START Material for the task

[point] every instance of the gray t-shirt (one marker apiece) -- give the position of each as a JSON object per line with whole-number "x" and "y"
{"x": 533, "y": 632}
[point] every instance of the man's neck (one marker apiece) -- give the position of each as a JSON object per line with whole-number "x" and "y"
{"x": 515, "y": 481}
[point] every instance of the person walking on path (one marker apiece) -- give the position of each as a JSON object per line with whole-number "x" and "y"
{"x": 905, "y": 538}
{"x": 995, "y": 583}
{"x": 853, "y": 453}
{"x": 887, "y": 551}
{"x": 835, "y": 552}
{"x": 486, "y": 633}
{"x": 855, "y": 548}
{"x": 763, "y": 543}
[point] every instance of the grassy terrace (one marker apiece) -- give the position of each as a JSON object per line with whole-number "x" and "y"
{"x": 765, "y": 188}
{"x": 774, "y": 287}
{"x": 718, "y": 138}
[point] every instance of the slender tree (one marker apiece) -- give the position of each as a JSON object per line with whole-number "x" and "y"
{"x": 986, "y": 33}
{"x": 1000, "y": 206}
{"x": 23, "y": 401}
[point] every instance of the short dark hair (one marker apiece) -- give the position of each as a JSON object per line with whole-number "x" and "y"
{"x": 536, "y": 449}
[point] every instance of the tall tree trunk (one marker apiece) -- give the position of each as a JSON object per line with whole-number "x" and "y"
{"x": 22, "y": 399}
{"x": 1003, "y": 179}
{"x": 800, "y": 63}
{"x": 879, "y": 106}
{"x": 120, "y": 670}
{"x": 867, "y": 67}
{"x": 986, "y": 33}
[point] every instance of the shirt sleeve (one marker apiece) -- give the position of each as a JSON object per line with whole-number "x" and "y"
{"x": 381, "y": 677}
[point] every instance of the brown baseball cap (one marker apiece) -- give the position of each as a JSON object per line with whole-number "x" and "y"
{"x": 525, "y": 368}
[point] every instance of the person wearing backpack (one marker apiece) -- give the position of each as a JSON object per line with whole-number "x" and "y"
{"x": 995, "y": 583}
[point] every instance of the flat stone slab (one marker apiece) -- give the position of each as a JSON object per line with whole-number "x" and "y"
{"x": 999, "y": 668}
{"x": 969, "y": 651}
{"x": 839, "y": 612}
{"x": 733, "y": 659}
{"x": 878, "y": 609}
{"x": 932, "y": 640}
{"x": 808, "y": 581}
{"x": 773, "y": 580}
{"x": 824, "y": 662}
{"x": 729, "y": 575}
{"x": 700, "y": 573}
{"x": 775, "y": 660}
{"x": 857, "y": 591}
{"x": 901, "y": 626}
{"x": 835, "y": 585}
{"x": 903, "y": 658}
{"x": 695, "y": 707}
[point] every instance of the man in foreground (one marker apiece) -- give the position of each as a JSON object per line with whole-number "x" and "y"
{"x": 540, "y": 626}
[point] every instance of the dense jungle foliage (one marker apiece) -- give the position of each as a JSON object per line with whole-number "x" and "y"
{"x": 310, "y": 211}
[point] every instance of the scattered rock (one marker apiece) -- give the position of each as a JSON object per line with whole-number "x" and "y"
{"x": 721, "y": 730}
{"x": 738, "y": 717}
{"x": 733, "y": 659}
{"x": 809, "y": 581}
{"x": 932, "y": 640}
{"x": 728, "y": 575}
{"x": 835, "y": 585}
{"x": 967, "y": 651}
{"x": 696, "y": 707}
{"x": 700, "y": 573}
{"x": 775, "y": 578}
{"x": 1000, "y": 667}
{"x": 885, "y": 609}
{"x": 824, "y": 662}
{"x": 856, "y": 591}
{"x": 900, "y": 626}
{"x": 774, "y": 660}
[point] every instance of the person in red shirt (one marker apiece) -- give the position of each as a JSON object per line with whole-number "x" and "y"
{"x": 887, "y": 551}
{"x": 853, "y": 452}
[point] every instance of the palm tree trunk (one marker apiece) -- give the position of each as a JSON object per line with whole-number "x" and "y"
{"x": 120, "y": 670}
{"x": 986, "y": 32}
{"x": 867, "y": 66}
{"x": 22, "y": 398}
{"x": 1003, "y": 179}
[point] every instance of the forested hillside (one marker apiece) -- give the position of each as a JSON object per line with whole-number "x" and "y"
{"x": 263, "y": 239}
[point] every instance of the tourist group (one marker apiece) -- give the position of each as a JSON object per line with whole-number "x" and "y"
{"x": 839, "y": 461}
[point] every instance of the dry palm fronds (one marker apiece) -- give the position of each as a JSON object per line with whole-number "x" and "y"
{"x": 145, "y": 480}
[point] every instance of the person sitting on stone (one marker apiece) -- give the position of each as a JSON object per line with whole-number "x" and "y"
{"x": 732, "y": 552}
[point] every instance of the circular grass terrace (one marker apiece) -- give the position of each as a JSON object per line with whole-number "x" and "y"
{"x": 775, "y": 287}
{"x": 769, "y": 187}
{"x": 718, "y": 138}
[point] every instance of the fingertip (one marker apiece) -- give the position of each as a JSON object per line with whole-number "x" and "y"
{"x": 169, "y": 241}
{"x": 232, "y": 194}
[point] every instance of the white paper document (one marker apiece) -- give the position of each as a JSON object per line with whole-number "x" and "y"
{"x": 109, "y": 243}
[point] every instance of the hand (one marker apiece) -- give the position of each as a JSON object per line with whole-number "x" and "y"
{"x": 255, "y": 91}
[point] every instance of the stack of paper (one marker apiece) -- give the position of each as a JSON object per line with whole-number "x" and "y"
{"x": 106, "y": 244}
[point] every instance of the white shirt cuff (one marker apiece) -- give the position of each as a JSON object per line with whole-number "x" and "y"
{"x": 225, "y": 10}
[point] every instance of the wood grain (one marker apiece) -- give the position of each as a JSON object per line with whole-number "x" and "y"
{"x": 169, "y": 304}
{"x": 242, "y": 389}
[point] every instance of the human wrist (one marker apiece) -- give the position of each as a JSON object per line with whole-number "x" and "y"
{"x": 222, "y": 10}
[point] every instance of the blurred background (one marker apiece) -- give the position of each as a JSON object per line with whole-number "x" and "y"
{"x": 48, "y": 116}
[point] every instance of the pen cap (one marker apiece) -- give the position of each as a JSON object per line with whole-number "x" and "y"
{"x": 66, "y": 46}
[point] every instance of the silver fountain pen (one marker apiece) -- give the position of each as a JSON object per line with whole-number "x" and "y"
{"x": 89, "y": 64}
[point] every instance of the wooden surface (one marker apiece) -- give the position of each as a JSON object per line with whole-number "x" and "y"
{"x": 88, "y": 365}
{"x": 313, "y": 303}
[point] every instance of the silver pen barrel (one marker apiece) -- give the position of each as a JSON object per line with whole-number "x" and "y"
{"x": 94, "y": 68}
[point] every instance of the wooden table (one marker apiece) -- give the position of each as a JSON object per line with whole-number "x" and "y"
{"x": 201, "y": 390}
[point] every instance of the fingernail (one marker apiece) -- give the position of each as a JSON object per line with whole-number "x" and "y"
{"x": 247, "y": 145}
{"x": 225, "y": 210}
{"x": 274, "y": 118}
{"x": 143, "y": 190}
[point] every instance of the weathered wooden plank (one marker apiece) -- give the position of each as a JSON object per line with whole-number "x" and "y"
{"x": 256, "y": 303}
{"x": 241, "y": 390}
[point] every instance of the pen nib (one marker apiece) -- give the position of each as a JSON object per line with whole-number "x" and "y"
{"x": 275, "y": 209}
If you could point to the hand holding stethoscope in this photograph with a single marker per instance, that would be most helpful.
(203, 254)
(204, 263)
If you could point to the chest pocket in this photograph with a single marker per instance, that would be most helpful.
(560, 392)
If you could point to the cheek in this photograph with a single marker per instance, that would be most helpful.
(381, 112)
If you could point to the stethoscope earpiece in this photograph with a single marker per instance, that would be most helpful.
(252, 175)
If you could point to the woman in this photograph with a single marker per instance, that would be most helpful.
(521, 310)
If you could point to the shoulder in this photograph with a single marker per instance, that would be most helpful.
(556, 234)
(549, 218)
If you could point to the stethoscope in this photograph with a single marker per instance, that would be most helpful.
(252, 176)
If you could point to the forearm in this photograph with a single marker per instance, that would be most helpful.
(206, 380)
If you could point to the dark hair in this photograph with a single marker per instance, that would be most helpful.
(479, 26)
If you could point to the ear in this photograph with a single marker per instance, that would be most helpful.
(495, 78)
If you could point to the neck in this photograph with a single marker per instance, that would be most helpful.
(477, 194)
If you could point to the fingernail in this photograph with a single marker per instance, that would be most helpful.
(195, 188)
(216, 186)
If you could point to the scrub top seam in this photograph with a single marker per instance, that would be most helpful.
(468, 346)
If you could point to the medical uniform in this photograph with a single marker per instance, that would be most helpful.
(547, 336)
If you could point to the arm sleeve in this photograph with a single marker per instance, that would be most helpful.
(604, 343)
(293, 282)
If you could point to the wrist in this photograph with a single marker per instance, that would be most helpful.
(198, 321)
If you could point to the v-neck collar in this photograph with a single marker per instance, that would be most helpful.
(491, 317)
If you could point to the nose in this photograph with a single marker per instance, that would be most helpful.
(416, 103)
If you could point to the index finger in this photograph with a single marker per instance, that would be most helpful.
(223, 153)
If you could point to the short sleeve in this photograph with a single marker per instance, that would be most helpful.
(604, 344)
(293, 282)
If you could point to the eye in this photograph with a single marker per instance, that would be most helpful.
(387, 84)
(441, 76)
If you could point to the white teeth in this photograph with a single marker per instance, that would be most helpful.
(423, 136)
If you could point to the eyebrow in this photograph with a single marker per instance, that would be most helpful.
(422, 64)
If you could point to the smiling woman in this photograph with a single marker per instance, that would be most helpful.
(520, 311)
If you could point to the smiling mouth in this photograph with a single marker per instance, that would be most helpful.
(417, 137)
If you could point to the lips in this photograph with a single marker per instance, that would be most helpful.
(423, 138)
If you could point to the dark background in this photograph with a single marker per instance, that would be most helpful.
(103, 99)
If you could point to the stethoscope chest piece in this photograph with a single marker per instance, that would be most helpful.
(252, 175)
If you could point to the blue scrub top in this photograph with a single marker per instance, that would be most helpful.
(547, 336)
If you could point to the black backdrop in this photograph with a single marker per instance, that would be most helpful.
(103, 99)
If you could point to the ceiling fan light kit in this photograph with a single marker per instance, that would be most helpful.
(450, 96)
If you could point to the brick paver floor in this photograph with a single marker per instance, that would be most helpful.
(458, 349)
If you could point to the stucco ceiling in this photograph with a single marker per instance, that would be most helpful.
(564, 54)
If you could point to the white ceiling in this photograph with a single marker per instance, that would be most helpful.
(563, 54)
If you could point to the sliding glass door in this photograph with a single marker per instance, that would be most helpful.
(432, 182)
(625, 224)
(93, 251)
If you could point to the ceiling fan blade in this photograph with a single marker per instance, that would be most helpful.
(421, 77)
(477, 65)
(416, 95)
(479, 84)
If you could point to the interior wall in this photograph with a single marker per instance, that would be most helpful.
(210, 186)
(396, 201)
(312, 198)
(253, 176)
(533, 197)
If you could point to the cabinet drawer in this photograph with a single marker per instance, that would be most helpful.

END Material for the task

■ **Written problem**: The required output is the span of lines from the one containing "If you could point to the eyebrow" to the last line, reproduced character for character.

■ **Problem solution**:
If you could point to the eyebrow in this photograph with a single marker per instance, that would be most helpful.
(422, 64)
If you could point to the smiling woman in this photograph with a single marker per instance, that would be most helpful.
(520, 311)
If you could point to the smiling mouth in this photograph with a single marker per instance, that would be most helpful.
(417, 137)
If you could point to the lips in this photograph with a single marker per instance, that would be most helpful.
(423, 138)
If you could point to the dark background in this photograph with a single marker per instance, that would be most helpful.
(103, 99)
If you could point to the stethoscope chest piece in this photograph with a single marker per instance, that would be most helpful.
(252, 175)
If you could point to the blue scrub top in this photograph with a single marker per instance, that would be most helpful.
(547, 336)
If you could point to the black backdrop in this photograph with a single marker per instance, that would be most helpful.
(103, 99)
If you could point to the ceiling fan light kit in this photograph with a single marker per instance, that would be most helpful.
(450, 96)
If you could point to the brick paver floor in this photograph with a single marker per instance, that would be most helpful.
(458, 349)
If you could point to the stucco ceiling in this photograph with a single marker per instance, that would be most helpful.
(564, 54)
If you could point to the white ceiling in this photograph with a single marker per instance, that would be most helpful.
(563, 54)
If you could point to the sliding glass door in this photograph with a single marker per instance, that would be most helpful.
(432, 182)
(625, 224)
(93, 251)
If you could point to the ceiling fan blade in this photograph with a single marker per instance, that would be most helpful.
(421, 77)
(477, 65)
(416, 95)
(479, 84)
If you could point to the interior wall in this photograph with a single marker per instance, that would be most helpful.
(210, 186)
(396, 201)
(312, 198)
(253, 176)
(533, 197)
If you could point to the cabinet drawer in this photograph with a single marker per instance, that would be most helpful.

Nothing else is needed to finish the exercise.